◆ Work to be completed ◆
The exercise calls for a faithful copy of all the data.

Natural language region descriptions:

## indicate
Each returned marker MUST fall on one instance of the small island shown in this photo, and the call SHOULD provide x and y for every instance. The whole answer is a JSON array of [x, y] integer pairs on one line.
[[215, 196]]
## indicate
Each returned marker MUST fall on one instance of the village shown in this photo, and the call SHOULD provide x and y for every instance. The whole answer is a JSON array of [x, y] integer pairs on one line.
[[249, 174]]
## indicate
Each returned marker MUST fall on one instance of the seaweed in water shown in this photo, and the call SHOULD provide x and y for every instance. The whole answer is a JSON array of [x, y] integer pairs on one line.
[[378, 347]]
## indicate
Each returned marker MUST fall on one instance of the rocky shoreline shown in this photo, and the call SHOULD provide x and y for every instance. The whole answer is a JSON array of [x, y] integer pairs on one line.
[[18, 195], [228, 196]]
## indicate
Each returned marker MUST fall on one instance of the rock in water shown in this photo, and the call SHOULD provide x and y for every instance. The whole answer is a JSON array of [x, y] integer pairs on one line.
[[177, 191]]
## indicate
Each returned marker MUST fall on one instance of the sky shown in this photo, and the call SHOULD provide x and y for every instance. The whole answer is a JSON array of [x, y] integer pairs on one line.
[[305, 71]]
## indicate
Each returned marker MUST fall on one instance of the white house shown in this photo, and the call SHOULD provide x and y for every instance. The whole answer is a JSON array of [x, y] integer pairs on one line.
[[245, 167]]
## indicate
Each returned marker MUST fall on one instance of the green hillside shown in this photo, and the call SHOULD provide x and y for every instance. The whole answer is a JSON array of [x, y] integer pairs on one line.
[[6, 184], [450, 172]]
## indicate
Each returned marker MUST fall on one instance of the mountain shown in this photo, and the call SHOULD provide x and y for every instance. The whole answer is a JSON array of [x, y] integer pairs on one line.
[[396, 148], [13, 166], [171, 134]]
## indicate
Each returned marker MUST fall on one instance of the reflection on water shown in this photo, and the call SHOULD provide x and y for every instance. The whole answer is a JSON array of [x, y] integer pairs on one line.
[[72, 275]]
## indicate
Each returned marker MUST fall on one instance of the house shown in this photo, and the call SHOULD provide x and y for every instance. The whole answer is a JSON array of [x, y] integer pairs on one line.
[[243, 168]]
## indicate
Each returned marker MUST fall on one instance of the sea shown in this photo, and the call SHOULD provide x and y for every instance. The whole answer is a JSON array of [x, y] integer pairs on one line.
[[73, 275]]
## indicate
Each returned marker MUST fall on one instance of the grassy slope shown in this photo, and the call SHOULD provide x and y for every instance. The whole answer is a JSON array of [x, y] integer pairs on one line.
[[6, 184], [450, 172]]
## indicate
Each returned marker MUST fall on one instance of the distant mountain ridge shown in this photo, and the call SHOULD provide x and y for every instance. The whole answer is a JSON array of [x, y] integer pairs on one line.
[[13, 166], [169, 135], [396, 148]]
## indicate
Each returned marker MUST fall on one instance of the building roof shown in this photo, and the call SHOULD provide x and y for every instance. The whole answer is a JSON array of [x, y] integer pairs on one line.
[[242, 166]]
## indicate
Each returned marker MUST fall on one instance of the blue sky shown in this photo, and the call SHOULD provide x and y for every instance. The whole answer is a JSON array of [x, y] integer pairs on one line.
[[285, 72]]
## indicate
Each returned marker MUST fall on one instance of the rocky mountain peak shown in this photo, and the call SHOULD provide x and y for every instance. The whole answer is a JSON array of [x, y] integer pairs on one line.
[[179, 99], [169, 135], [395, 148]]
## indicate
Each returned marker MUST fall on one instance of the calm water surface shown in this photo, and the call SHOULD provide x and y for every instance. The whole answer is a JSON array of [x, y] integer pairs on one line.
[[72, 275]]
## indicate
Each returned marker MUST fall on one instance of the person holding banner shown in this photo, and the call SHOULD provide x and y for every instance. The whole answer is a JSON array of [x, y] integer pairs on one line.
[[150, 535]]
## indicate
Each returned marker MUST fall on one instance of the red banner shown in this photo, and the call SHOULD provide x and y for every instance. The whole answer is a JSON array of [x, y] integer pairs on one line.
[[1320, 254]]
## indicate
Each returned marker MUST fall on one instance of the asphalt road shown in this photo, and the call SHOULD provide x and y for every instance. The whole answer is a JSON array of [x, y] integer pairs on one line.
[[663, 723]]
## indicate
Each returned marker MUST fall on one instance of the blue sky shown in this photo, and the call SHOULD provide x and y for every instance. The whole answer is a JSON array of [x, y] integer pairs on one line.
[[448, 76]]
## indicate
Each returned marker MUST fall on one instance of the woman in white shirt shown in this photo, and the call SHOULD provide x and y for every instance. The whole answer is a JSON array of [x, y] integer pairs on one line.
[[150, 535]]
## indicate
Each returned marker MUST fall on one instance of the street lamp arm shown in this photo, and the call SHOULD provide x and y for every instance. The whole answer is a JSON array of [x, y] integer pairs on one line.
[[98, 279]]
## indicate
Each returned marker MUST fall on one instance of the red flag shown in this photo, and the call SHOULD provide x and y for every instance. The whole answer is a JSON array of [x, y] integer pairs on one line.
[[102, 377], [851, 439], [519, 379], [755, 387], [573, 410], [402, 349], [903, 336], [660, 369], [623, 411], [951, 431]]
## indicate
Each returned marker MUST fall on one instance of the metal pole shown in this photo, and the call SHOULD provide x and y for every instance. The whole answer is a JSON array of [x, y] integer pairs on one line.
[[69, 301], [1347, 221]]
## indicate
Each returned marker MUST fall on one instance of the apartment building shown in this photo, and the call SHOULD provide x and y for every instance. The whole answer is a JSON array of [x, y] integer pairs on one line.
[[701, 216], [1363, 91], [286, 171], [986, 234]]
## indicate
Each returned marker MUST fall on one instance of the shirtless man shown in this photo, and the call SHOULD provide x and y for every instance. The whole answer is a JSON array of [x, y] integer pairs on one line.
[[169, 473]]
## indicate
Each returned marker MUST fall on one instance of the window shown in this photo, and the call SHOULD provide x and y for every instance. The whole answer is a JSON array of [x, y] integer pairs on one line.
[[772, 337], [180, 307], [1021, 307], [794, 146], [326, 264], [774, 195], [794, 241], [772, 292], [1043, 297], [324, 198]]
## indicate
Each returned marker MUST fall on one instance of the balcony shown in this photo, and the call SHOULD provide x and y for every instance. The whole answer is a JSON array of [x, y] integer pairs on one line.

◆ Task solution ◆
## indicate
Each returned marker MUST fall on one instance of the small island shown in this photo, and the call SHOULD provide x and y for every instance. The whole answer is a JSON array of [x, y] integer pairs on one line.
[[215, 196]]
## indicate
Each returned marker MUST fall on one instance of the village shown in this photo, and the call SHOULD provide x and y for every instance. The whole answer is a JSON array of [x, y] integer pairs on one line.
[[249, 174]]
## indicate
Each returned marker MUST fall on one instance of the seaweed in water shown in this photo, and the call SHOULD provide x and y for every instance. The whole answer is a JSON array of [x, y] integer pairs on one line.
[[378, 347]]
## indicate
Each returned marker MUST fall on one instance of the rocky shoreline shown in this photo, and the call SHOULD provide x and y for every instance. The whole answer is a JSON array of [x, y] integer pairs on one line.
[[18, 195], [228, 196]]
## indicate
Each returned marker MUST fall on one instance of the rock in water shown in this photo, and the call SHOULD provide x and y for every instance. The whole answer is a JSON array of [x, y] integer pairs on one line.
[[177, 191]]
## indicate
Each returned marker MUST fall on one instance of the sky shown in this photo, and the call SHOULD provide x and y for every instance. The whole answer is a JSON array of [x, y] integer pairs on one line.
[[305, 71]]
## indicate
Each returned marker MUST fall on one instance of the white house shown in this photo, and the call SHOULD provide x and y for every instance. The whole answer is a JSON array of [x, y] integer pairs on one line.
[[245, 167]]
## indicate
Each returned marker MUST fall on one instance of the green hillside shown in this photo, and the call SHOULD provide x and y for every instance. The whole answer is a JSON array of [x, y] integer pairs on one line.
[[6, 184], [450, 172]]
## indicate
Each returned marker MUST fall on one instance of the mountain shown in this photo, and the call SHOULD provide x and y for every instance. The whole answer is a JSON array of [x, y] integer pairs on one line.
[[396, 148], [13, 166], [171, 134]]
## indicate
Each returned marker MUST fall on one instance of the reflection on water shown in this photo, and the call SHOULD provide x and y for every instance. The whole answer is a JSON array of [x, y] integer pairs on one line.
[[72, 275]]
## indicate
Each returned marker MUST fall on one instance of the house shown in this photo, and the call SHOULD provide x and y for every instance. The whole answer is a JSON array of [x, y] integer pairs on one line.
[[243, 168]]
## indicate
Each returned marker MUST fall on one instance of the sea shown in this photo, and the call SHOULD provide x and y for every instance. The whole answer is a JSON array of [x, y] integer pairs on one line.
[[73, 275]]
## indicate
Each returned marker MUST fall on one instance of the grassy slope shown in this photo, and the call SHOULD provide x and y for every instance. The whole answer is a JSON array of [x, y] integer pairs on one line.
[[6, 184], [450, 172]]
## indicate
Each returned marker MUST fall on one instance of the distant mountain ridge shown in this photo, and the call SHOULD provide x and y for every instance. The whole answer is a JSON array of [x, y] integer pairs on one line.
[[13, 166], [169, 135], [396, 148]]
## indicate
Each returned marker MUST fall on one instance of the building roof shown in this photo, and the call SHOULD provide x and y for every instance. The whole answer is a JSON array of [x, y] integer pairs on one line.
[[242, 166]]
## indicate
Each returned marker MUST fall on one instance of the blue sky shown in this photo, and the call SHOULD provide x and y for every instance. The whole answer is a JSON array of [x, y] integer pairs on one line.
[[285, 72]]
## indicate
Each returned marker MUST fall on one instance of the rocky mountain peak shown in this photo, and the call SHOULD provide x and y for every instance. The whole answer is a JSON array of [x, y] integer pairs on one line.
[[179, 99], [169, 135], [395, 148]]
## indicate
Each returned marker MUST fall on one instance of the calm water surface shown in this photo, and the call SHOULD provide x and y for every instance. The whole answer is a JSON array of [x, y] integer pairs on one line.
[[72, 275]]
## indicate
Each returned marker MUST fall on one instance of the person holding banner shown in this photo, and the call SHOULD provide x and y for every instance. The whole answer is a JSON array of [x, y] integer pairs on one line.
[[150, 535]]
## indicate
Each returned marker MUST fall on one instance of the red banner shown in this photo, and the call SHOULD provide x and y for every instance. The whole answer is a JSON array of [x, y] integer pairs on one line.
[[1320, 254]]
## indicate
Each returned marker MUST fall on one instance of the asphalt road shown in this photo, and the call SHOULD provide x and y for every instance. The whole answer is a JSON array of [x, y] integer pairs on one line.
[[663, 723]]
## indicate
Each returned marker MUST fall on one instance of the blue sky shown in this photo, and the call SHOULD provide x and y for every instance. The whole answer is a JSON array of [x, y] integer pairs on one line.
[[448, 76]]
## indicate
Each returned marker MUST fall on one instance of the woman in white shirt shown in this photo, and the call SHOULD provide x and y for every instance. The whole answer is a JSON array of [x, y] integer pairs on one line.
[[150, 535]]
## indicate
Each returned marker MUST fall on one instance of the street lamp arm shown in this photo, and the call SHOULD provide x and y for every instance. The whole answer is a JSON array of [x, y] integer pairs on one line.
[[98, 279]]
## indicate
Each returned marker MUST fall on one instance of the red flag shown in this photo, and the call SHOULD provide x and y for every instance. The whole answer is a JSON array of [x, y] integer pairs on one line.
[[102, 377], [851, 439], [519, 379], [755, 387], [573, 410], [402, 349], [903, 336], [660, 369], [623, 411], [951, 431]]
## indicate
Each returned marker MUST fall on one instance of the metal pole shown in this photo, and the call SHOULD provide x and y for every instance. The whole answer is a JSON array of [x, y] integer pairs on one line.
[[69, 301], [1347, 221]]
## indicate
Each returned marker MUST fall on one instance of the apartment building shown in this photo, and the call SHOULD provide x and y for every instance. The whole answer is a JSON array of [x, y] integer pairs on one line.
[[701, 216], [1363, 91], [286, 171], [986, 234]]
## indicate
Each returned marker MUST fall on one instance of the shirtless man shown in this photo, and the call SHOULD provide x and y for every instance. The whole answer is a JSON array of [x, y] integer pairs on one line.
[[169, 473]]
## indicate
Each returned marker MUST fall on one instance of the window shown in this photo, and the call SHOULD provide x and y for every instance. The whole answer is a JSON array of [x, y] integer pairs on one line.
[[772, 337], [180, 307], [1021, 307], [794, 146], [326, 264], [774, 195], [794, 241], [772, 292], [1043, 297], [324, 198]]
## indicate
Each returned marker MUST fall on one instance of the balcony shown in this photo, and the call SHOULD provide x and y for every instance. The whole answer is a JSON array of [x, y] integer pairs on one line.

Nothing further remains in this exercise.